• AIM
Count how many lines in the data below contain the string "coat", and give only that number.

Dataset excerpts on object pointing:
-------

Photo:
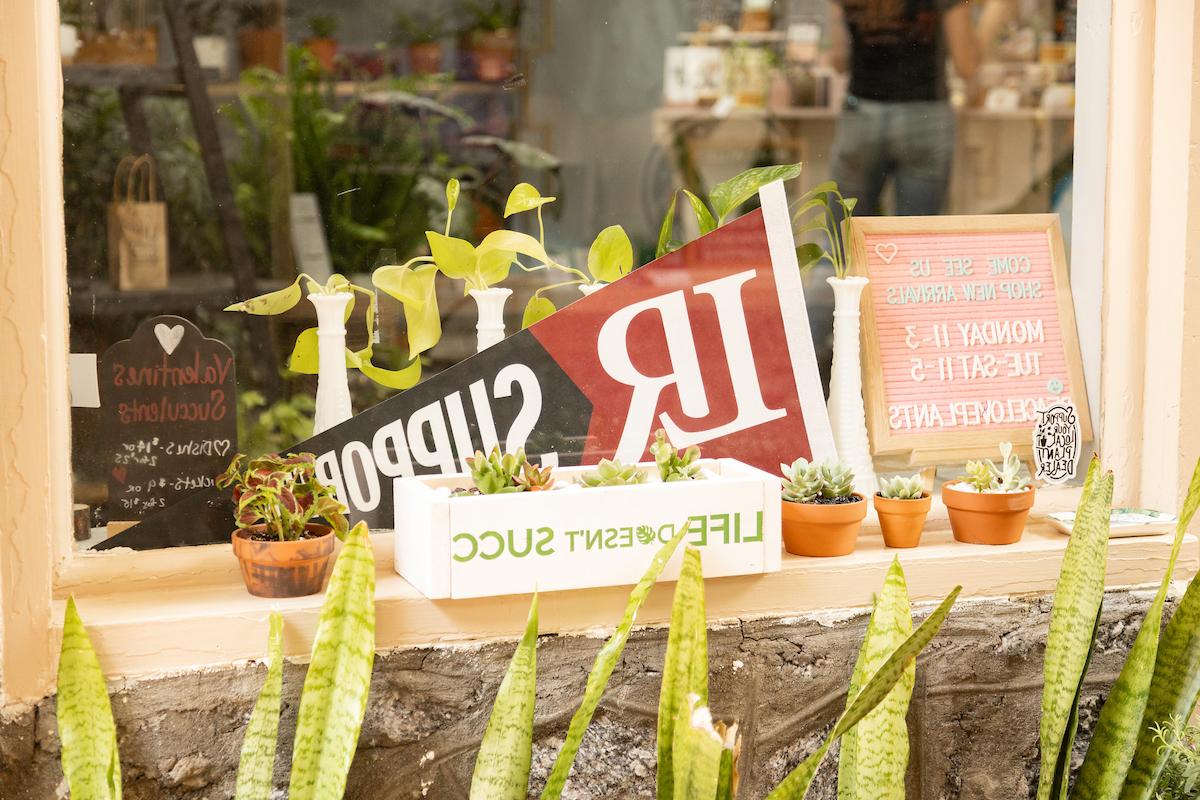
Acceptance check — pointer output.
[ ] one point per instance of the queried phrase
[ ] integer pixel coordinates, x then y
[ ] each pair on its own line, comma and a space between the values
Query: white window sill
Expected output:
143, 623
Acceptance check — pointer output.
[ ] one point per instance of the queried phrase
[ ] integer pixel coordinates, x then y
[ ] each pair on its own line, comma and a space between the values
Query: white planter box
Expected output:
575, 537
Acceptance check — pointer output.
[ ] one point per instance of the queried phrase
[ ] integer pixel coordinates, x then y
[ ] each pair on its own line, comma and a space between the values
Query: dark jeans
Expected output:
911, 143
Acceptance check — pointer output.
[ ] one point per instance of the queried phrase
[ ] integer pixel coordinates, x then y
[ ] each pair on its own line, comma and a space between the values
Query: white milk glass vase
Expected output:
847, 416
490, 328
333, 385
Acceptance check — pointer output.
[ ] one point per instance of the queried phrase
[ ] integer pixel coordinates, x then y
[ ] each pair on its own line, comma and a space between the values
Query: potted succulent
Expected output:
822, 513
322, 42
492, 38
612, 473
501, 473
903, 504
282, 547
421, 37
990, 504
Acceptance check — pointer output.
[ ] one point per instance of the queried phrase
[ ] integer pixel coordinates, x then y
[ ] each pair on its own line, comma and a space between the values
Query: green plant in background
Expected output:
282, 493
1159, 679
825, 209
493, 14
612, 473
90, 759
323, 25
273, 427
331, 704
498, 473
987, 476
725, 198
903, 488
305, 353
675, 465
802, 481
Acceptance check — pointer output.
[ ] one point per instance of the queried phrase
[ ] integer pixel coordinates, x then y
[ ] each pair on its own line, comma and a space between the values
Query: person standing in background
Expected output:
898, 121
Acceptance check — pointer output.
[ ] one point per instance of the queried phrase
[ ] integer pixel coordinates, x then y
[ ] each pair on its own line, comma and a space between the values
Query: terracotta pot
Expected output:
983, 518
285, 569
901, 521
492, 52
324, 50
425, 58
822, 530
261, 47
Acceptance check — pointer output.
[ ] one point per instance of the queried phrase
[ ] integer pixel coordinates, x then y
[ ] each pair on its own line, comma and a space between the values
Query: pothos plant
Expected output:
304, 358
487, 264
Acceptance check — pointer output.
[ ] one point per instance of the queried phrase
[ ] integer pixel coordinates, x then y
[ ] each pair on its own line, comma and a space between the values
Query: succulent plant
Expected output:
987, 476
903, 488
497, 473
612, 473
533, 479
672, 464
837, 480
802, 481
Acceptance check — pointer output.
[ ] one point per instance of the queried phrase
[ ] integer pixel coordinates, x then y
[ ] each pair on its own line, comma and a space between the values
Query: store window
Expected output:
216, 149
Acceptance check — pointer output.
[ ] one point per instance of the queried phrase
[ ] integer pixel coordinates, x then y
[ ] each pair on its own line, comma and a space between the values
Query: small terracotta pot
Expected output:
987, 518
285, 569
822, 530
425, 58
492, 52
901, 521
324, 50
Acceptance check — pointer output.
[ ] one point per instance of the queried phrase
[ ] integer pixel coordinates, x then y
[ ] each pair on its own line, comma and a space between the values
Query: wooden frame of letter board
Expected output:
933, 447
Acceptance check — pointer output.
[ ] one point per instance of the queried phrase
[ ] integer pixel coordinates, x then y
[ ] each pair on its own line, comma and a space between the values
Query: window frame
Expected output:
39, 566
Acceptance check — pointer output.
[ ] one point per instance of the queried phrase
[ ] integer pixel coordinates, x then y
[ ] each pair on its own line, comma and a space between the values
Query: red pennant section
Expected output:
696, 343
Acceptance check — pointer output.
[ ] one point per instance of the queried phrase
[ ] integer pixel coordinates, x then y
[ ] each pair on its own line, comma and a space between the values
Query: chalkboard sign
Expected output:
969, 330
169, 404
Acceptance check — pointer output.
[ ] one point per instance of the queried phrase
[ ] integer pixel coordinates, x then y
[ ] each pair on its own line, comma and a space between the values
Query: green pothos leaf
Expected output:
611, 254
537, 310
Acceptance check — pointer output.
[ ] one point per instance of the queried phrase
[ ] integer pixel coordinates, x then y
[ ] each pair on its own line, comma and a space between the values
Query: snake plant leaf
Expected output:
696, 769
455, 257
525, 197
273, 302
879, 745
1176, 681
726, 197
90, 761
502, 768
257, 764
1077, 602
335, 690
703, 216
514, 241
537, 310
666, 229
601, 669
685, 665
1115, 739
877, 686
611, 254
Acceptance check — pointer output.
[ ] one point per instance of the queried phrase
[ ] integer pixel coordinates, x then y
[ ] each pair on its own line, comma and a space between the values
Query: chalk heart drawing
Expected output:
168, 336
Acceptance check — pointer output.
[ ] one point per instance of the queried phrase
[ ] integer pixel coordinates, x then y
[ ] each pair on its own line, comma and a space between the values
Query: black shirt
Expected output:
897, 50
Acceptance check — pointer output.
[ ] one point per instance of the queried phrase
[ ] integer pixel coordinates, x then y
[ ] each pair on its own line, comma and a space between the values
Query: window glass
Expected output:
265, 138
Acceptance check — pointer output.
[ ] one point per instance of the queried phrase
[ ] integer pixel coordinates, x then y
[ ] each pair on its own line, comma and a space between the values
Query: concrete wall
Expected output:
973, 720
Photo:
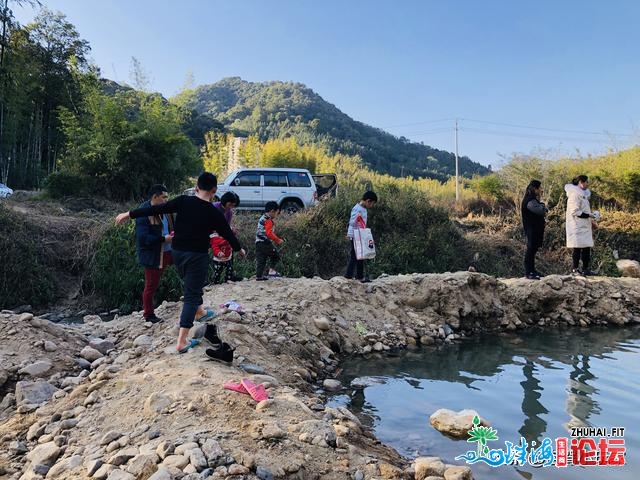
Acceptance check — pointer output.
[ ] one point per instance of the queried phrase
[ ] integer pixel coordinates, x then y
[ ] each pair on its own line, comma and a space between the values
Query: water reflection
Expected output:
540, 383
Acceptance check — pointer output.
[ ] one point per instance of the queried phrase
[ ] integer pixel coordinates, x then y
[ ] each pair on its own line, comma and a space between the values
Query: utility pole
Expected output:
457, 183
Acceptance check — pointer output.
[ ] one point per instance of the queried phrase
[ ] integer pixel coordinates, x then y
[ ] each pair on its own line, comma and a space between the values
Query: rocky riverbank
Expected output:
113, 400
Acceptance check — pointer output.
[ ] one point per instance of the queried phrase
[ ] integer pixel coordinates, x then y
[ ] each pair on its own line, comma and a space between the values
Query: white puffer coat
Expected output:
579, 233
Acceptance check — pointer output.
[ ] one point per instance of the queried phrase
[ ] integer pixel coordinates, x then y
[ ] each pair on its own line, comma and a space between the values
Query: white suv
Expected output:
291, 188
5, 191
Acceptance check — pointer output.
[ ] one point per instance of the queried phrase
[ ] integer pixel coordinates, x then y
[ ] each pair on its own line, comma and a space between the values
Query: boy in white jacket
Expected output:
580, 221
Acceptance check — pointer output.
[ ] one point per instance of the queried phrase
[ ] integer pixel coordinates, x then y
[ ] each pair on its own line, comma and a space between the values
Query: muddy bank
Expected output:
113, 399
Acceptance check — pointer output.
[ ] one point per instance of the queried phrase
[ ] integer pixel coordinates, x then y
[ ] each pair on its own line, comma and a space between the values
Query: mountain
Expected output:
287, 109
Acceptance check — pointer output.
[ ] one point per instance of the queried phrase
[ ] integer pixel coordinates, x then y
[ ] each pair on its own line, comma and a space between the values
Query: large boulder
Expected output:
34, 393
629, 268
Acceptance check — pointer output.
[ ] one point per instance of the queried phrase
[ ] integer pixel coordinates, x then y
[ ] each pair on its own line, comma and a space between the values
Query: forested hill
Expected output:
282, 109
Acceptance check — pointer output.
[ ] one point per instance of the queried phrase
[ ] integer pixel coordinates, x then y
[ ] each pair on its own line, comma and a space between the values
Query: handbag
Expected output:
363, 243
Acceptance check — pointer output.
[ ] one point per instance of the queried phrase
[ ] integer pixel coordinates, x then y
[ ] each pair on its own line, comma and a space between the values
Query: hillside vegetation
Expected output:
279, 110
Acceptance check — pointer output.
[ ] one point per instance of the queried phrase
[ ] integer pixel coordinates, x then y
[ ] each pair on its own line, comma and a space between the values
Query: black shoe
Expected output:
223, 353
152, 318
211, 335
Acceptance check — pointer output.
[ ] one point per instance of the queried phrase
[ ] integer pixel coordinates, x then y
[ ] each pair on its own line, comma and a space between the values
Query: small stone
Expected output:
332, 385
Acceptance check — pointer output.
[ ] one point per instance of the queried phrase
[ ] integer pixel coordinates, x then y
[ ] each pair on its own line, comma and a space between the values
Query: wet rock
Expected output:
110, 436
629, 268
455, 424
143, 465
161, 474
252, 368
90, 354
45, 454
428, 467
164, 449
458, 472
123, 456
64, 467
263, 473
156, 403
92, 466
212, 450
120, 475
177, 461
34, 393
103, 346
36, 369
322, 323
143, 341
332, 385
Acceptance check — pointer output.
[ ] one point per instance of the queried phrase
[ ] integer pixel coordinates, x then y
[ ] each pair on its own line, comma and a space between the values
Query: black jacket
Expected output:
533, 212
149, 238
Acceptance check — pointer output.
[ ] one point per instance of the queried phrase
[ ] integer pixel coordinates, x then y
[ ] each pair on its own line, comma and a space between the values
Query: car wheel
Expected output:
290, 207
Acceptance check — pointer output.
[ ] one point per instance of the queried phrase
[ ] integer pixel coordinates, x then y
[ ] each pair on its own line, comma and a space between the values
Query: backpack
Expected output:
220, 247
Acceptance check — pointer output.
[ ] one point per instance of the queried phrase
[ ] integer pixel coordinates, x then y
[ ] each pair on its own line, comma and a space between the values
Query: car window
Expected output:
298, 179
272, 179
247, 180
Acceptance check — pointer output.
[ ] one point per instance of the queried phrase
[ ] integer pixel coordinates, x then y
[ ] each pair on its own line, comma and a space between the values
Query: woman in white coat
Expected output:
579, 224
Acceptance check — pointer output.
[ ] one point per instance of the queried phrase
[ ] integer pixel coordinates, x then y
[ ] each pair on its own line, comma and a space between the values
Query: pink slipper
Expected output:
257, 392
235, 387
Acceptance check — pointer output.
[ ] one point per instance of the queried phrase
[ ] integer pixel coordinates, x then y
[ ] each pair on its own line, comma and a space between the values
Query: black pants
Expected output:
530, 259
354, 264
584, 254
264, 251
192, 268
222, 271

-------

• FULL ANSWER
2